THE PROBLEM:
Starting from the first line below, repeat the data exactly through to the last.

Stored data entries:
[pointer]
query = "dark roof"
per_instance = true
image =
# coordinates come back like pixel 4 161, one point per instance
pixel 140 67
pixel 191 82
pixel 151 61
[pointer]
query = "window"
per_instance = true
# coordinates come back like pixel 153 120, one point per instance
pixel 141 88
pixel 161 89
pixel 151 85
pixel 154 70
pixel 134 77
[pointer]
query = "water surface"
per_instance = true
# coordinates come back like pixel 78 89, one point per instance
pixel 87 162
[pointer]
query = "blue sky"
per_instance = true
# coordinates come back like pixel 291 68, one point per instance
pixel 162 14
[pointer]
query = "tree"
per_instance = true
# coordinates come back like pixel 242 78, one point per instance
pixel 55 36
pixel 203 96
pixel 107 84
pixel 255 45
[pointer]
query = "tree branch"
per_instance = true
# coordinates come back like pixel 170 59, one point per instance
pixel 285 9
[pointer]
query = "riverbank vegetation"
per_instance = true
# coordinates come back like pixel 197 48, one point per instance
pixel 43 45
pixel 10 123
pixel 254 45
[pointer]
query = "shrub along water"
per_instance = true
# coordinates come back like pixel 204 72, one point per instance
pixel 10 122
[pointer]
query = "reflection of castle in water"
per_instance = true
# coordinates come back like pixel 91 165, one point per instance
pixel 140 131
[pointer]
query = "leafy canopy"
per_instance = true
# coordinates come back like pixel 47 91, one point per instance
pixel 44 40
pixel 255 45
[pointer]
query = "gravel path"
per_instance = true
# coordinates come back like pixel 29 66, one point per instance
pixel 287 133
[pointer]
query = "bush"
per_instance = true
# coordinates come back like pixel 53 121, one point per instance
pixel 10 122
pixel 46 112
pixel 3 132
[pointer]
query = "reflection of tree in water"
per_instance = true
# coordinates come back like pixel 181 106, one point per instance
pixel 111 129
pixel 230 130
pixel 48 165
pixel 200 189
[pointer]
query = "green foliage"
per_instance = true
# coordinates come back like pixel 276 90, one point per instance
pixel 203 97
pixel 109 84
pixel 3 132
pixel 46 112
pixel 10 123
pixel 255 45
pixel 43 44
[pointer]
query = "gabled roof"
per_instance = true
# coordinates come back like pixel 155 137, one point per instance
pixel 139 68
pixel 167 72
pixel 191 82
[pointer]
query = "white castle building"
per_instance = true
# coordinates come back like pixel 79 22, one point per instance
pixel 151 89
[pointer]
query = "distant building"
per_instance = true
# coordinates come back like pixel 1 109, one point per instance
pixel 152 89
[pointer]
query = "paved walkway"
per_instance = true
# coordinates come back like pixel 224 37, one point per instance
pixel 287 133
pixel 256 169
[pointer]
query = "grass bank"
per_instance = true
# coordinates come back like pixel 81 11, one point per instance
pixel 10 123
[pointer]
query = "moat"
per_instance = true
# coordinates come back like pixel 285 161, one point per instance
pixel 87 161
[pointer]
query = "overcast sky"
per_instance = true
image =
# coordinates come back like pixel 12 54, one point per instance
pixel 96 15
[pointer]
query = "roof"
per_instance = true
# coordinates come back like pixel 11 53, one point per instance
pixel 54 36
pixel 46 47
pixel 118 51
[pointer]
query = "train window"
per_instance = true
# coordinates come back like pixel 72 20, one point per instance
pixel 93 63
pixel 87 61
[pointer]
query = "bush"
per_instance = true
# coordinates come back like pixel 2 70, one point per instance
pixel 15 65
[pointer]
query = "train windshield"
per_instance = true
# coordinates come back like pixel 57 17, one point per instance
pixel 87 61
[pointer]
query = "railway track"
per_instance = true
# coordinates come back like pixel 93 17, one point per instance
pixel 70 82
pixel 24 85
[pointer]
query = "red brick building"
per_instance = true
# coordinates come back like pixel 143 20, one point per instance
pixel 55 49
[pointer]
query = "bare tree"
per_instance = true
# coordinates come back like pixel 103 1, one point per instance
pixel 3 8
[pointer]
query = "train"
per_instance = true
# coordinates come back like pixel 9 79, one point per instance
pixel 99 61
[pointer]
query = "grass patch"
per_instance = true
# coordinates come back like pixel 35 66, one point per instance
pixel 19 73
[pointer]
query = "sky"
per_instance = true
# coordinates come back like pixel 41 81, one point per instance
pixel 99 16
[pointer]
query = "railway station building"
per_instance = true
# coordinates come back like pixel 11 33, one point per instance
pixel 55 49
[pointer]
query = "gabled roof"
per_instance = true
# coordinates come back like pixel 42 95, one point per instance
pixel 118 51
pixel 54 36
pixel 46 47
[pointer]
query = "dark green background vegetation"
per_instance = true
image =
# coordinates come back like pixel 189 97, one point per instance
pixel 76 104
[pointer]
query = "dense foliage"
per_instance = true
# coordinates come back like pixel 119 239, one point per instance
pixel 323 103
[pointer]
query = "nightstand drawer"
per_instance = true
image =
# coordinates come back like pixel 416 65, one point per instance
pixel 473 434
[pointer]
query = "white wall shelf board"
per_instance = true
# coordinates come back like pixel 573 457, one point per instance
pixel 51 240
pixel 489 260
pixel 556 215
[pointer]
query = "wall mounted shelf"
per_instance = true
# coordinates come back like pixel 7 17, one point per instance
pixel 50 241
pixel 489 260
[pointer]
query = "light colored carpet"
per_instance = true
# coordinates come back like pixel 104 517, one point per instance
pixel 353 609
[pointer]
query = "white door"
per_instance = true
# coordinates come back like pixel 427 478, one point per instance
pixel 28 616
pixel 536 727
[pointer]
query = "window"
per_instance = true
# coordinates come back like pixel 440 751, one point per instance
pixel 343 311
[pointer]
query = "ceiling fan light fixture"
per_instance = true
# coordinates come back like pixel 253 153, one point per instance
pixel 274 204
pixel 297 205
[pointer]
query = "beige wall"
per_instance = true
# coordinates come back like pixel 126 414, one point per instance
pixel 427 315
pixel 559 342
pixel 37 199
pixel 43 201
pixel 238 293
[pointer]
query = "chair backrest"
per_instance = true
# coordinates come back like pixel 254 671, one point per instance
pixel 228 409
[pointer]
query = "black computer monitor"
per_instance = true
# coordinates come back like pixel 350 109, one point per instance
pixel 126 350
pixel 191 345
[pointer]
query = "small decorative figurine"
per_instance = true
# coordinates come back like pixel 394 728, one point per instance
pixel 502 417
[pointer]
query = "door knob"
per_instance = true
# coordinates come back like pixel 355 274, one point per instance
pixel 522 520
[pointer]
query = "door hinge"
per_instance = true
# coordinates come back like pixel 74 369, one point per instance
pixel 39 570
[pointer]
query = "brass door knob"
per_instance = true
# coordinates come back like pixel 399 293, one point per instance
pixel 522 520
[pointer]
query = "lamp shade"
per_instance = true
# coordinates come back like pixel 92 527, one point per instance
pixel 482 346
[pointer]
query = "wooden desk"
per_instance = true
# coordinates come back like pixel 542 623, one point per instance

RESPONSE AREA:
[pointer]
query = "dark roof"
per_instance = true
image =
# coordinates come back like pixel 4 161, one point per instance
pixel 140 67
pixel 191 82
pixel 151 61
[pointer]
query = "window"
per_instance = true
# coordinates come back like pixel 153 120, one point per instance
pixel 141 88
pixel 161 89
pixel 151 85
pixel 154 70
pixel 134 77
[pointer]
query = "water surface"
per_instance = true
# coordinates come back like pixel 78 89, one point per instance
pixel 87 162
[pointer]
query = "blue sky"
per_instance = true
# coordinates come back like pixel 291 68, one point per instance
pixel 162 14
[pointer]
query = "tree"
per_instance = true
# coordinates come back like pixel 242 78, one point per instance
pixel 55 36
pixel 203 96
pixel 107 84
pixel 255 45
[pointer]
query = "tree branch"
per_instance = true
# coordinates come back like pixel 170 59, one point per instance
pixel 285 9
[pointer]
query = "riverbank vegetation"
per_instance = true
# coordinates come back like pixel 197 48, one point per instance
pixel 43 45
pixel 10 123
pixel 254 45
[pointer]
query = "shrub along water"
per_instance = true
# coordinates come back like pixel 204 72, one point per instance
pixel 10 122
[pointer]
query = "reflection of castle in water"
per_instance = true
# coordinates come back like pixel 91 165, one point per instance
pixel 140 131
[pointer]
query = "leafy canopy"
per_instance = true
# coordinates come back like pixel 47 91, one point per instance
pixel 44 40
pixel 255 45
[pointer]
query = "gravel path"
per_instance = true
# coordinates come back like pixel 29 66, one point per instance
pixel 287 133
[pointer]
query = "bush"
per_instance = true
# coordinates come back like pixel 53 121, one point per instance
pixel 10 122
pixel 46 112
pixel 3 132
[pointer]
query = "reflection of tree in water"
per_instance = true
# coordinates come back like pixel 181 106, one point per instance
pixel 111 129
pixel 230 130
pixel 48 165
pixel 200 189
[pointer]
query = "green foliage"
per_instance = true
# coordinates come back like pixel 276 90, one point per instance
pixel 203 97
pixel 109 84
pixel 3 132
pixel 46 112
pixel 10 123
pixel 255 45
pixel 43 44
[pointer]
query = "gabled roof"
per_instance = true
# coordinates come back like pixel 155 137, one point per instance
pixel 139 68
pixel 167 72
pixel 191 82
[pointer]
query = "white castle building"
per_instance = true
# coordinates come back like pixel 79 22, one point per instance
pixel 151 89
[pointer]
query = "distant building"
per_instance = true
# coordinates come back like pixel 1 109, one point per instance
pixel 152 89
[pointer]
query = "paved walkway"
per_instance = true
# coordinates come back like pixel 224 37, one point per instance
pixel 287 133
pixel 256 169
[pointer]
query = "grass bank"
per_instance = true
# coordinates come back like pixel 81 11, one point per instance
pixel 10 123
[pointer]
query = "moat"
per_instance = true
# coordinates come back like pixel 285 161, one point per instance
pixel 87 161
[pointer]
query = "overcast sky"
per_instance = true
image =
# coordinates come back like pixel 12 54, one point per instance
pixel 96 15
[pointer]
query = "roof"
per_instance = true
# coordinates come back like pixel 11 53, one point per instance
pixel 54 36
pixel 46 47
pixel 118 51
[pointer]
query = "train window"
per_instance = true
# coordinates come back like pixel 72 20, one point per instance
pixel 93 63
pixel 87 61
[pointer]
query = "bush"
per_instance = true
# coordinates come back like pixel 2 70, one point per instance
pixel 15 65
[pointer]
query = "train windshield"
per_instance = true
# coordinates come back like pixel 57 17, one point per instance
pixel 87 61
[pointer]
query = "railway track"
per_instance = true
# coordinates come back like pixel 93 17, one point per instance
pixel 70 82
pixel 24 85
[pointer]
query = "red brick building"
per_instance = true
# coordinates come back like pixel 143 20, one point per instance
pixel 55 49
[pointer]
query = "bare tree"
per_instance = true
# coordinates come back like pixel 103 1, one point per instance
pixel 3 8
[pointer]
query = "train"
per_instance = true
# coordinates come back like pixel 9 79, one point per instance
pixel 99 61
[pointer]
query = "grass patch"
per_instance = true
# coordinates come back like pixel 35 66, one point per instance
pixel 19 73
[pointer]
query = "sky"
per_instance = true
# coordinates come back like pixel 41 81, one point per instance
pixel 99 16
[pointer]
query = "railway station building"
per_instance = true
# coordinates come back like pixel 11 33, one point per instance
pixel 55 49
[pointer]
query = "gabled roof"
per_instance = true
# coordinates come back like pixel 42 95, one point per instance
pixel 118 51
pixel 54 36
pixel 46 47
[pointer]
query = "dark green background vegetation"
per_instance = true
image =
# coordinates come back like pixel 189 97, one point per instance
pixel 76 104
[pointer]
query = "dense foliage"
per_instance = true
# coordinates come back like pixel 119 239, one point per instance
pixel 323 103
[pointer]
query = "nightstand drawer"
per_instance = true
image =
# coordinates come back like pixel 416 65, one point per instance
pixel 473 434
[pointer]
query = "white wall shelf board"
per_instance = true
# coordinates come back like pixel 573 457, one point per instance
pixel 51 240
pixel 489 260
pixel 556 215
[pointer]
query = "wall mounted shelf"
per_instance = true
# coordinates come back like pixel 7 17, one point per instance
pixel 50 241
pixel 489 260
[pointer]
query = "light colored carpet"
per_instance = true
# coordinates come back like pixel 104 517, one point per instance
pixel 353 609
[pointer]
query = "white door"
per_instance = true
# coordinates come back like pixel 427 478, one point per instance
pixel 28 616
pixel 536 727
[pointer]
query = "window"
per_instance = true
# coordinates come back like pixel 440 751, one point per instance
pixel 343 311
[pointer]
query = "ceiling fan light fixture"
per_instance = true
# coordinates come back like pixel 253 153, one point per instance
pixel 274 204
pixel 297 205
[pointer]
query = "beige wall"
per_instance = true
# coordinates come back like pixel 126 414, one point per instance
pixel 427 315
pixel 559 342
pixel 37 199
pixel 43 201
pixel 238 293
[pointer]
query = "chair backrest"
per_instance = true
# coordinates come back like pixel 254 671, one point per instance
pixel 228 409
[pointer]
query = "black computer monitor"
per_instance = true
# coordinates come back like pixel 350 109, one point per instance
pixel 126 350
pixel 191 345
[pointer]
query = "small decorative figurine"
per_instance = true
# coordinates come back like pixel 394 728, one point per instance
pixel 502 417
[pointer]
query = "door knob"
per_instance = true
# coordinates come back like pixel 355 274, one point per instance
pixel 522 520
[pointer]
query = "door hinge"
per_instance = true
# coordinates come back like pixel 74 369, one point per instance
pixel 39 570
[pointer]
query = "brass door knob"
per_instance = true
# coordinates come back like pixel 399 293, one point per instance
pixel 522 520
[pointer]
query = "lamp shade"
per_instance = true
# coordinates come back like pixel 92 527, one point per instance
pixel 482 346
[pointer]
query = "wooden desk"
per_instance = true
# coordinates come back like pixel 542 623, one point per instance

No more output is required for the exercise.